## PROBLÈME 1
Selon l'extrait choisi, quelle figure sert de fil conducteur aux trois pièces de Feydeau mises en scène par Didier Bezace ?

Quand le diable s’en mêle…

Quand le diable s’en mêle… - Critique sortie Théâtre Paris Théâtre de l’Aquarium
Didier Bezace Crédit photo : Brigitte Enguerand

Théâtre de l'Aquarium/D'Après trois pièces de Georges Feydeau.
Adaptation et mise en scène de Georges Feydeau

Publié le 30 août 2016 - N° 246

Didier Bezace met en scène trois pièces de Feydeau : un spectacle où la figure du diable sert de fil conducteur pour un théâtre de l’énergie, qui provoque un rire tonitruant et vengeur.

Pourquoi un tel titre à ce triptyque ?

 Didier Bezace : Parce que nous jouons ces trois pièces sous l’emblème d’un Feydeau diabolique qui se réincarne de pièce en pièce, et regarde les personnages jouer et se faire des scènes. Ce n’est pas un personnage ajouté ; il est là, noir sur blanc, dans le texte. Il est là pour nous amuser de ces personnages et jouer les perturbateurs, en servant de fil conducteur à ces trois bombes de rire.

Quel est le contenu de ces trois bombes ?

 D. B. : Feydeau nous raconte trois histoires qui appartiennent à la vie ordinaire des humains : je les lie entre elles selon la méthode du fondu enchaîné. Dans Léonie est en avance, une jeune femme attend un enfant ; dans Feu la mère de Madame, un mari rentre tard chez lui après avoir ripaillé ; dans On purge bébé, un père s’adonne à la vente lucrative de pots de chambre alors que son petit ne veut pas se laisser purger. C’est une humanité ordinaire que le diable vient tourmenter plus encore. Les personnages sont soumis à des antagonismes et pourtant, ils ne se quittent pas. L’adultère n’a pas sa place dans ces pièces, contrairement aux grands vaudevilles de Feydeau : les époux restent attachés l’un à l’autre. Et c’est parce qu’ils sont liés que naît l’impression qu’ils sont en enfer ; mais c’est un enfer rigolo.

 

Quel est le sens de ce diable récurrent ?

 D. B. : Ce personnage ressurgit sans cesse comme un clin d’œil poétique. Il n’y a pas d’idée philosophique, pas de méditation sur le mariage. Feydeau n’est pas là pour nous faire philosopher mais pour nous faire rire. Je construis mon rire sur des situations ordinaires. Le talent de Feydeau fait qu’elles deviennent épiques, et elles le deviennent encore plus si on les joue dans une cage de scène vide, débarrassée des portes qui claquent et des meubles et canapés de la bourgeoisie du XIXème. Il s’agit d’extraire Feydeau de sa sociologie pour le tirer vers l’universel. Nous avons tous quelque chose à voir avec ces situations, même si les choses se sont transformées dans nos existences depuis l’époque où écrit Feydeau.

## ENTRÉES FOURNIES
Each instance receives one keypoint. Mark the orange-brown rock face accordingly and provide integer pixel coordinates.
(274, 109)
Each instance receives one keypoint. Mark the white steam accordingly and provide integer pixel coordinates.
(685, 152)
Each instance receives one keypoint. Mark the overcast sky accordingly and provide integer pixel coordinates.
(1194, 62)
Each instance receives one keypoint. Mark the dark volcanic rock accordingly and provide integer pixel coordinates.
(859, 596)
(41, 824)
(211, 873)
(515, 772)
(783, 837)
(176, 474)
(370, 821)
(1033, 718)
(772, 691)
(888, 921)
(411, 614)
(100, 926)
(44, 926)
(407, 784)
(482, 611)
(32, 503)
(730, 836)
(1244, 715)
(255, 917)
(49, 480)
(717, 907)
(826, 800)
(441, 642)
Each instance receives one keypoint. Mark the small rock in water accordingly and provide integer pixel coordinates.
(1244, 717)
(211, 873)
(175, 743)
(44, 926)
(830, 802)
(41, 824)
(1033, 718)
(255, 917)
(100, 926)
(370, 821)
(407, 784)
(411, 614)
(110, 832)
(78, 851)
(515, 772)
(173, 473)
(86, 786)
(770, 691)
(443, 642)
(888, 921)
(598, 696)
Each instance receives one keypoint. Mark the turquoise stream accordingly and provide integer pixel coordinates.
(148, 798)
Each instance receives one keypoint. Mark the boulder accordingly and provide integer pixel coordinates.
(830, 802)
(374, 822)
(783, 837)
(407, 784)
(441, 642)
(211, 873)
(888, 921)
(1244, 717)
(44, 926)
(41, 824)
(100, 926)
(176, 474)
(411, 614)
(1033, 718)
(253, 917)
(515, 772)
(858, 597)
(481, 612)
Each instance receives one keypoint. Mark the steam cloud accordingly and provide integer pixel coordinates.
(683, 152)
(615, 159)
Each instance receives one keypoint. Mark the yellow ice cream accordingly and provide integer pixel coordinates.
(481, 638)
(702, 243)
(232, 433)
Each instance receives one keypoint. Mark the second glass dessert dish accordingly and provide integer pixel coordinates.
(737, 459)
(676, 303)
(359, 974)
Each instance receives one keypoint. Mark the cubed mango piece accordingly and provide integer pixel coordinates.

## PROBLÈME 2
Reporte les lignes de la liste en commençant par celle qui contient "Each instance receives one keypoint. Mark the yellow" et en allant jusqu'à la fin de la liste, consignes comprises. Ajoute -61 à chaque nombre des coordonnées de pixels.

## RÉSULTAT COMPLET 1
La figure du diable.

## RÉSULTAT COMPLET 2
Each instance receives one keypoint. Mark the yellow ice cream accordingly and provide integer pixel coordinates.
(420, 577)
(641, 182)
(171, 372)
Each instance receives one keypoint. Mark the second glass dessert dish accordingly and provide integer pixel coordinates.
(676, 398)
(615, 242)
(298, 913)
Each instance receives one keypoint. Mark the cubed mango piece accordingly and provide integer pixel coordinates.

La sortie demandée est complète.